Task details = The number of lines holding "hand" is all you should give; count them in the records below.

(Data records)
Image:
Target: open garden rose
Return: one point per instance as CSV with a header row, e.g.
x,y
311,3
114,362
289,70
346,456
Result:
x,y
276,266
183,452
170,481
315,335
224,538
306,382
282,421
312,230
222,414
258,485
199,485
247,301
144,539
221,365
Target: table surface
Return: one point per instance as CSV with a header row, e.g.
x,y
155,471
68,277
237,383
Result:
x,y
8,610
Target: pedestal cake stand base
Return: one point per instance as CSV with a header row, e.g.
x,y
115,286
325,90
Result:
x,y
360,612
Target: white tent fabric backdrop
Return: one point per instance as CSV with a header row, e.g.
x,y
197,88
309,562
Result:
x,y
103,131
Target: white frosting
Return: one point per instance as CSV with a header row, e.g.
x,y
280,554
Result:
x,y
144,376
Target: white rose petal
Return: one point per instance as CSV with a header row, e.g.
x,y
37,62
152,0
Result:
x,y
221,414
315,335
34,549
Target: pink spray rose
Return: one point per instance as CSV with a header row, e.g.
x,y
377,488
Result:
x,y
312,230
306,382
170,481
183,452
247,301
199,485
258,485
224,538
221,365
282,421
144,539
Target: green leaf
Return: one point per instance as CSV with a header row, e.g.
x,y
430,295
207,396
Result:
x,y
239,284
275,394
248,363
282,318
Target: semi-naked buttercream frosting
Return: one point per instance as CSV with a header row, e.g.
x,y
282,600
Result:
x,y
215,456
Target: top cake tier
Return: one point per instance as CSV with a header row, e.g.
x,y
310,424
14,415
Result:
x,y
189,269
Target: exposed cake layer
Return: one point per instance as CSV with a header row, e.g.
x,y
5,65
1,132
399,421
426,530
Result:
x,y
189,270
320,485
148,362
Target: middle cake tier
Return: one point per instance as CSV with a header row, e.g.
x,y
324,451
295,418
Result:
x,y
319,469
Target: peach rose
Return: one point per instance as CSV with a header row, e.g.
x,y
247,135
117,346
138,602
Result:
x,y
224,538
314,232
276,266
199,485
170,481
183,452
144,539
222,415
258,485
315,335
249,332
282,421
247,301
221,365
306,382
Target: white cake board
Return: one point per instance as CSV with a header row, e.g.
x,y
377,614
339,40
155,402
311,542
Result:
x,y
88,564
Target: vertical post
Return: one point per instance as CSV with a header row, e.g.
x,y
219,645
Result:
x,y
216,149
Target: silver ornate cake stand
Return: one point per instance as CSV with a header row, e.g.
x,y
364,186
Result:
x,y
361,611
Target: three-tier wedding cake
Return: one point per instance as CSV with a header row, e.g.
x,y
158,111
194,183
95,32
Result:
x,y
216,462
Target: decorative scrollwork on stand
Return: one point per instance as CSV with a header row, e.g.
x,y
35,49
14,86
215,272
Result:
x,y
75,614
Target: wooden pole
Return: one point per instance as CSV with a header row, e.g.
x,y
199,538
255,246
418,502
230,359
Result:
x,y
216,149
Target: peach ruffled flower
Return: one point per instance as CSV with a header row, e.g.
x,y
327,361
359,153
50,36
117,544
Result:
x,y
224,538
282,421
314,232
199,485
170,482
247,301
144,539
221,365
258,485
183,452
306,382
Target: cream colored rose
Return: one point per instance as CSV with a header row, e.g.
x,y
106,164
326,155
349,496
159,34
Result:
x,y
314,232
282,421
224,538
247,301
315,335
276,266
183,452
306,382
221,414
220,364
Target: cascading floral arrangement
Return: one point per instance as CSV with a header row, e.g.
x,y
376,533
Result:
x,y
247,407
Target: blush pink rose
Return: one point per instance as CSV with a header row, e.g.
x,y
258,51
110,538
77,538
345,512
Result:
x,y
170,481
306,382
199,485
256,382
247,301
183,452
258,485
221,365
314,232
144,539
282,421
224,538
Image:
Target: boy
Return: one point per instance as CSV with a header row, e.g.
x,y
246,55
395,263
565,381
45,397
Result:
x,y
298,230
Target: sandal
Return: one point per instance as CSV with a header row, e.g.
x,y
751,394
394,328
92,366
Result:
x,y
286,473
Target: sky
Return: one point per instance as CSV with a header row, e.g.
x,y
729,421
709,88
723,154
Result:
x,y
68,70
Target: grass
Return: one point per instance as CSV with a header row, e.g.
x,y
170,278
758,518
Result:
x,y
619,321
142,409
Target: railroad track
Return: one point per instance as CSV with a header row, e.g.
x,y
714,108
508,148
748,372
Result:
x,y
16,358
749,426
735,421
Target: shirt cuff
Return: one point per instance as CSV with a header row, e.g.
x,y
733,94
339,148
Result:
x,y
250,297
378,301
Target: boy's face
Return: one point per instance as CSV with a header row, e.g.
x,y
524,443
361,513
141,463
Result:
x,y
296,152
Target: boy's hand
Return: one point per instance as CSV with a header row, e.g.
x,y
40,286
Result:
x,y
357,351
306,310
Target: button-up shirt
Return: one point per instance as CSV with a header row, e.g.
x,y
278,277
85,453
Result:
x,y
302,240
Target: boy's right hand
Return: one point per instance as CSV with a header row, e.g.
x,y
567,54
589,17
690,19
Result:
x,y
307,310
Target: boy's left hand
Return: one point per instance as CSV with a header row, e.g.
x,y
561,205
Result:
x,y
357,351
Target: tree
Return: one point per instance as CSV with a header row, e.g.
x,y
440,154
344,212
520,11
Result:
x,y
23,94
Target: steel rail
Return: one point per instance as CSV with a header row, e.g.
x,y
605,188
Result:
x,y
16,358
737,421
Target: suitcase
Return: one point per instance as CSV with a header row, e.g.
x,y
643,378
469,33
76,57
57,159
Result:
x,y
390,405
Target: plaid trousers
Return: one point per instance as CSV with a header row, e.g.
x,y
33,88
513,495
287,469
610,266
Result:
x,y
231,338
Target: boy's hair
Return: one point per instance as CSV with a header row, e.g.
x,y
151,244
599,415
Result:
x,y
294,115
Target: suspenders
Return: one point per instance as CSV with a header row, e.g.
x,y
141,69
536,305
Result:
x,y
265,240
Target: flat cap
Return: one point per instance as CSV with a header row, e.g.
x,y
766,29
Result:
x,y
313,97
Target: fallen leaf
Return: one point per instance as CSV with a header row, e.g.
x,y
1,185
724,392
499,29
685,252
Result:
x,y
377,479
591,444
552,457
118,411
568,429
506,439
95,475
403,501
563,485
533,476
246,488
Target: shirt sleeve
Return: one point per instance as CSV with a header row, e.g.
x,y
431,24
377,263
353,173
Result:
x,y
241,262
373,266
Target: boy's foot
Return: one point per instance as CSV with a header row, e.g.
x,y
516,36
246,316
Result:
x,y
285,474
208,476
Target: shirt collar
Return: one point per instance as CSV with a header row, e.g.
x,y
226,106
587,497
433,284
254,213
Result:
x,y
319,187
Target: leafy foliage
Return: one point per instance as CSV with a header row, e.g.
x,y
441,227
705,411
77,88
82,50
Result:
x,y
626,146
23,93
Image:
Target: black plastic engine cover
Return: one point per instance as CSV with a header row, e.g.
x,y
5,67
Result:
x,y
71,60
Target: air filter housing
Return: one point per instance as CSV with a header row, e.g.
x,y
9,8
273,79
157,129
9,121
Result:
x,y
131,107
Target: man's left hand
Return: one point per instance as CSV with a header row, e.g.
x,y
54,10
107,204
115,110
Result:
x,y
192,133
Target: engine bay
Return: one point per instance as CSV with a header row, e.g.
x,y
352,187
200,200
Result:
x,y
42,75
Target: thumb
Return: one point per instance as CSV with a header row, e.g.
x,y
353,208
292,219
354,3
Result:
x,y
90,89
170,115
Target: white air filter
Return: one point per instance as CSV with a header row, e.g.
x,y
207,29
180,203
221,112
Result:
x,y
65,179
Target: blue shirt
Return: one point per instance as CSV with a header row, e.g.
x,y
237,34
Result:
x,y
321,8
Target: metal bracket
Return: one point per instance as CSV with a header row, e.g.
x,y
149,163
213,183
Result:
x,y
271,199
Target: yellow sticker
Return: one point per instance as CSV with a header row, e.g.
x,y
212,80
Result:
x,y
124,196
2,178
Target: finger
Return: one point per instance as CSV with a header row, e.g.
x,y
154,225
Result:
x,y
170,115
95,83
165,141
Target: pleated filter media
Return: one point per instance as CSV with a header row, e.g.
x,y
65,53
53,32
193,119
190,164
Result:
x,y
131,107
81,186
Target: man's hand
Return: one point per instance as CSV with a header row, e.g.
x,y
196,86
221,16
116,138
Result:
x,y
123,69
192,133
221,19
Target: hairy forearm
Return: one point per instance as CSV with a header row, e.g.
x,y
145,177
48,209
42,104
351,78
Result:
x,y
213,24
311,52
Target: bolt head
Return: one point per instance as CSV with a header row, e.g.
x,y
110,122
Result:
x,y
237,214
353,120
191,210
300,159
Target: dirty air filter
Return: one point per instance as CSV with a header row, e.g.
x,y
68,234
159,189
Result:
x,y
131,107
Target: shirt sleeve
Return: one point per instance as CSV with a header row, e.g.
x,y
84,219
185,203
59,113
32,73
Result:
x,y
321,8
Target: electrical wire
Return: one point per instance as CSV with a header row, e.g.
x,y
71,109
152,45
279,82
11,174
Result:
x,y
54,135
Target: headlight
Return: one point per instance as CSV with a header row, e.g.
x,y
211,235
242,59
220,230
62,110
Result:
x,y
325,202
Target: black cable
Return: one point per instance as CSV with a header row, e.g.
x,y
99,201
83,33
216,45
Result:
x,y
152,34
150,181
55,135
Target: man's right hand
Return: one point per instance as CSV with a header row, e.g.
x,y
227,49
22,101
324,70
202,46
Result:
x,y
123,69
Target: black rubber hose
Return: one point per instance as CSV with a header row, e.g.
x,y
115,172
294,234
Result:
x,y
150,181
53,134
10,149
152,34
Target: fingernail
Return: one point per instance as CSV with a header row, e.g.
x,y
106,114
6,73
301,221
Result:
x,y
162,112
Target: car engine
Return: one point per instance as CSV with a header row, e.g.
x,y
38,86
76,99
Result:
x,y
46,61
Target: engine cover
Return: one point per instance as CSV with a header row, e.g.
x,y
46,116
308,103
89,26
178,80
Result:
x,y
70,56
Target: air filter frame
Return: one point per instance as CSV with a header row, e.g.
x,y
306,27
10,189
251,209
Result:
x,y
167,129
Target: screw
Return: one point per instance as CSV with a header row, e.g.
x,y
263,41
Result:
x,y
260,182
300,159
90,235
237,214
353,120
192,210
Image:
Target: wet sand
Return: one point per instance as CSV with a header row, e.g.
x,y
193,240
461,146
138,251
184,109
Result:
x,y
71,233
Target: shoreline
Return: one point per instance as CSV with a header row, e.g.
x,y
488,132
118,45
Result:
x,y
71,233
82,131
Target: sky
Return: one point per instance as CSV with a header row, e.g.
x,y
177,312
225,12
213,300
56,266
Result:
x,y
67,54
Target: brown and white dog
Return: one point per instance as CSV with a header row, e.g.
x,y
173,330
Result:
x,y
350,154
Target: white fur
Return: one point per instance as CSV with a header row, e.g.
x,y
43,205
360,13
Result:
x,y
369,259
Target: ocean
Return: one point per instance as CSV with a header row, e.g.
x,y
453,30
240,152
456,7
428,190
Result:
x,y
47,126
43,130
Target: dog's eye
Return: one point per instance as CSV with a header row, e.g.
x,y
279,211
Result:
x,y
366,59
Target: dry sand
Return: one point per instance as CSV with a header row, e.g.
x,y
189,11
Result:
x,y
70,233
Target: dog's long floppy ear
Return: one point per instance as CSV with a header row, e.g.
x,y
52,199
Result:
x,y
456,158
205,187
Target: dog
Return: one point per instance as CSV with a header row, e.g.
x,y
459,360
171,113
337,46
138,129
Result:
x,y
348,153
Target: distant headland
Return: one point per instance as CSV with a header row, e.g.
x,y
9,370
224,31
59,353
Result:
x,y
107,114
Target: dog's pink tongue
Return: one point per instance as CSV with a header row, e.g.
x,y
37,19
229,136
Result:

Your response = 6